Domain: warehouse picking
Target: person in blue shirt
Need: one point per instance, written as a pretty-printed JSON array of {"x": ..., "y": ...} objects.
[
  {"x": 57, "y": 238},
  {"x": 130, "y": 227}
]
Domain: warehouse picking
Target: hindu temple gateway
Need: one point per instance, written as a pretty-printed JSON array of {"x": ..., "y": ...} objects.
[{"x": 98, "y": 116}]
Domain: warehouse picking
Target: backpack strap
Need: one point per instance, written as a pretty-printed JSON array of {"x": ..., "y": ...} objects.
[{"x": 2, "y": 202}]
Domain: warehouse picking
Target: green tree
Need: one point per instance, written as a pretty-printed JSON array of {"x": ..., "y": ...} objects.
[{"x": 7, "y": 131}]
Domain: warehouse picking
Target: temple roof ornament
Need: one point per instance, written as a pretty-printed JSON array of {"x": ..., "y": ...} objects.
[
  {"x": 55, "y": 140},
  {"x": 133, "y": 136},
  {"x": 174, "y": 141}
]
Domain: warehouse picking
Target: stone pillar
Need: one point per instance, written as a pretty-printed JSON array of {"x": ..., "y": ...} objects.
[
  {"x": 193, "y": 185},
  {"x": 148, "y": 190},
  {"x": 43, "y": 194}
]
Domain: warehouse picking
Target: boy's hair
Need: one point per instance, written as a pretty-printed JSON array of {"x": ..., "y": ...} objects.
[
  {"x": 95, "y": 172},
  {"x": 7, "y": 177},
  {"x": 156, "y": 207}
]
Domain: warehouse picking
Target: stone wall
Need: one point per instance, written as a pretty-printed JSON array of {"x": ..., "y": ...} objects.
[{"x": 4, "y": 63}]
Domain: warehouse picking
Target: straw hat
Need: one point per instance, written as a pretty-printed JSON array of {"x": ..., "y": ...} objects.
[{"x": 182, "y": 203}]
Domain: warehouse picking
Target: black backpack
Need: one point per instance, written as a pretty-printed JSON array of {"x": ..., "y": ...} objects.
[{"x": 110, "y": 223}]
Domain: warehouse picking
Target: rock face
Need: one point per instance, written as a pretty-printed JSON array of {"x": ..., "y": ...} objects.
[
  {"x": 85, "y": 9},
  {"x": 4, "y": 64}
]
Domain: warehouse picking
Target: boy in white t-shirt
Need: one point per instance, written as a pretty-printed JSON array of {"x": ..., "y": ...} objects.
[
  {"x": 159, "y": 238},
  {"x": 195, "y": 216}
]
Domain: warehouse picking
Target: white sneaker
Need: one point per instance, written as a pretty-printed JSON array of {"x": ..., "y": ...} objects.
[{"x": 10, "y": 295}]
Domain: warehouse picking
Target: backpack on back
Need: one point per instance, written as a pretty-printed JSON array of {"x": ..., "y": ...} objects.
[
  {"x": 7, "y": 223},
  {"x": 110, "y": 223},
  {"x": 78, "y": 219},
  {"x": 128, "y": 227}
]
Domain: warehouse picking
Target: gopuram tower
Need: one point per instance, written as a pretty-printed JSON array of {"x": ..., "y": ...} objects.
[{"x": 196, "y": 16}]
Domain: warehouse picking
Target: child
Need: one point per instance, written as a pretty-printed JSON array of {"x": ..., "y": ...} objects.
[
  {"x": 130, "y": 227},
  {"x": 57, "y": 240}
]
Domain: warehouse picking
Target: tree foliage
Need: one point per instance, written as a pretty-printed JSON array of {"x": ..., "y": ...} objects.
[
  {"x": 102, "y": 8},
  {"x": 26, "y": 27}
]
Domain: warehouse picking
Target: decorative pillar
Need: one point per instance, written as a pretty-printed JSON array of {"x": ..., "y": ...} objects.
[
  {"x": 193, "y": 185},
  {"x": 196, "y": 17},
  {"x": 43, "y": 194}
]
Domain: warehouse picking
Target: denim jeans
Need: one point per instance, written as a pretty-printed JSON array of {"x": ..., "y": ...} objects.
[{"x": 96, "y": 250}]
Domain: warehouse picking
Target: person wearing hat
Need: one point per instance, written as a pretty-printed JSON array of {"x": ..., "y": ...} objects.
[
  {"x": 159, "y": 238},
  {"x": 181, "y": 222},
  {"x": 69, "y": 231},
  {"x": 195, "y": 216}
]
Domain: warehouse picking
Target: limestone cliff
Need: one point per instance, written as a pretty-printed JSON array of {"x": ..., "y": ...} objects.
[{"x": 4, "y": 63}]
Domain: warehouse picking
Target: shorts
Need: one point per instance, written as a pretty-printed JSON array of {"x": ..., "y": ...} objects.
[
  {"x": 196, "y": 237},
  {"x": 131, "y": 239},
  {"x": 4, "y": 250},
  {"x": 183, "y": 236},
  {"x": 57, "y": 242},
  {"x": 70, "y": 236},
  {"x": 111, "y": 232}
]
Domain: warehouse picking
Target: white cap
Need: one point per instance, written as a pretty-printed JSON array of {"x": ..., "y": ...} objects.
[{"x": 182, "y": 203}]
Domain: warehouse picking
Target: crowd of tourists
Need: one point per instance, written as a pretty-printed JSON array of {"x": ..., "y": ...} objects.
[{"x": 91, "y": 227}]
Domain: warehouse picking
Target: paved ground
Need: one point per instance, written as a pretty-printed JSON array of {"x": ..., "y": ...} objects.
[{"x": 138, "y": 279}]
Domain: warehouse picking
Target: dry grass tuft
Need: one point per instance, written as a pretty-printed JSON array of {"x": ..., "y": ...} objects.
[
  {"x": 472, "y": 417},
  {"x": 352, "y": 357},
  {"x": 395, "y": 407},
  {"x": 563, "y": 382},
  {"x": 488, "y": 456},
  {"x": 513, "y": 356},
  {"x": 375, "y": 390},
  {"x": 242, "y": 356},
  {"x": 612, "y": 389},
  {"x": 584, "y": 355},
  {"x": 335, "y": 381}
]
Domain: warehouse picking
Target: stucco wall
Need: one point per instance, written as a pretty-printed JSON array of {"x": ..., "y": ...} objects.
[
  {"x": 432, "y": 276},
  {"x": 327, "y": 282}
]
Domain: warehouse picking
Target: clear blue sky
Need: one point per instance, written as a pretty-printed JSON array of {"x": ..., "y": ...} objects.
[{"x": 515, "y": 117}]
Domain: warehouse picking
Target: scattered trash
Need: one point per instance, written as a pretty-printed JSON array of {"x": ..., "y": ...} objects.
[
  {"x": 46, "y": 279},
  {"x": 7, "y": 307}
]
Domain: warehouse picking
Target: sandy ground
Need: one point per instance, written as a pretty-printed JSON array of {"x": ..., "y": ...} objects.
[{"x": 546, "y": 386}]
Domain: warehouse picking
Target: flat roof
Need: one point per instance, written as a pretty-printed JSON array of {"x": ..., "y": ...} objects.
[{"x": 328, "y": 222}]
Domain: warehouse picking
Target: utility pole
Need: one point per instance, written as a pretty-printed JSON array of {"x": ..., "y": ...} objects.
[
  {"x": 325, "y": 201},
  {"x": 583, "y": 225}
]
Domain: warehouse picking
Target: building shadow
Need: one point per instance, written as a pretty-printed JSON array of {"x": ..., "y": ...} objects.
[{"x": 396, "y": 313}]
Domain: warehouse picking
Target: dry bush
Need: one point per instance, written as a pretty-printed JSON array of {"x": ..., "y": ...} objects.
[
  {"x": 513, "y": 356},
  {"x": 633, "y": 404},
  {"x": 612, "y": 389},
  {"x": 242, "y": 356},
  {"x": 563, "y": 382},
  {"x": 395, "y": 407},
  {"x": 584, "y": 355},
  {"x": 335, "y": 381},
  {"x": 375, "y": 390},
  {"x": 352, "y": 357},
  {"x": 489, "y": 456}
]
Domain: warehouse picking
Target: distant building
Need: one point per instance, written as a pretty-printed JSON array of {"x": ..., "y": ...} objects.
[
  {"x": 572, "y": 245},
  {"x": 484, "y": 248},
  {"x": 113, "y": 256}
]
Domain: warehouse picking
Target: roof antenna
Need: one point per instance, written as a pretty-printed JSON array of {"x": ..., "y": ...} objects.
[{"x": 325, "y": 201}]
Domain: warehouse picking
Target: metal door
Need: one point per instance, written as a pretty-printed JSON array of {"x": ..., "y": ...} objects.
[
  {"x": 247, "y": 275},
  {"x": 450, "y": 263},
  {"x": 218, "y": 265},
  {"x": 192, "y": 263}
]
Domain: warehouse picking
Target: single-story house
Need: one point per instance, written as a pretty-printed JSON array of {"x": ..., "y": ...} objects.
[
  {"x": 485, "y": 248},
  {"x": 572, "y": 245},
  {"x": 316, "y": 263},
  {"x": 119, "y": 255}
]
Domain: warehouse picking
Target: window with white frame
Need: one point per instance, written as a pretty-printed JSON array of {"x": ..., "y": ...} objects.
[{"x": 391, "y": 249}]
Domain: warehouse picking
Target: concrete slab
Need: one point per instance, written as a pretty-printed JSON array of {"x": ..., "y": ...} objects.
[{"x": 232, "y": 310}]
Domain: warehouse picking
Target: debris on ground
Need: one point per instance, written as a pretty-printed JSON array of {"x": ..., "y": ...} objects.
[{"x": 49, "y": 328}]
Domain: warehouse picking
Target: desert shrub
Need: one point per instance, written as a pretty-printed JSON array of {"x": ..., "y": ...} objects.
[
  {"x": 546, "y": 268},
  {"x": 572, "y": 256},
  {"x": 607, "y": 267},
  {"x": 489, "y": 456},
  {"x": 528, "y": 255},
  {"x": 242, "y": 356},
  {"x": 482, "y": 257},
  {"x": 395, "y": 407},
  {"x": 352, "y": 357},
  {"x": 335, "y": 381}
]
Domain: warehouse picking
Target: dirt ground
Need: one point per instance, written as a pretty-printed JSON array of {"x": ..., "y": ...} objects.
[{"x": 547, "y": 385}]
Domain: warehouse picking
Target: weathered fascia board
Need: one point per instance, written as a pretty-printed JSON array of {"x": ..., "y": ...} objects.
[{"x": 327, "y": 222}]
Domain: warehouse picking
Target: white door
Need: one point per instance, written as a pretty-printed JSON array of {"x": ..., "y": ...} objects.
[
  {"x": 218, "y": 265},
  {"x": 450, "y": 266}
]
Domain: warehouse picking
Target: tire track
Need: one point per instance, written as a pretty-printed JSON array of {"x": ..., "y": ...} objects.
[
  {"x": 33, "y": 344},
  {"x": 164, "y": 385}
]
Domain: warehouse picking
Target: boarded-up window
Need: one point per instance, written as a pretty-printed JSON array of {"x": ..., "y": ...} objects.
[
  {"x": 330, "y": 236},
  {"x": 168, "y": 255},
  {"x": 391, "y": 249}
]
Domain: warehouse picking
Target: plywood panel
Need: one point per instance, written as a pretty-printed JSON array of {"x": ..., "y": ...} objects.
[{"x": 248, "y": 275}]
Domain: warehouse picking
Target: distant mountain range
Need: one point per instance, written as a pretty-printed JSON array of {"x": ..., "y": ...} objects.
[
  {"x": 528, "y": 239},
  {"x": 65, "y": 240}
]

━━━━━━━━━━━━━━━━━━━━━━━━━━━━━━

▸ **Goal**: Gather every line above that contains the word "blue".

▸ **Complete answer**:
Target: person in blue shirt
Target: clear blue sky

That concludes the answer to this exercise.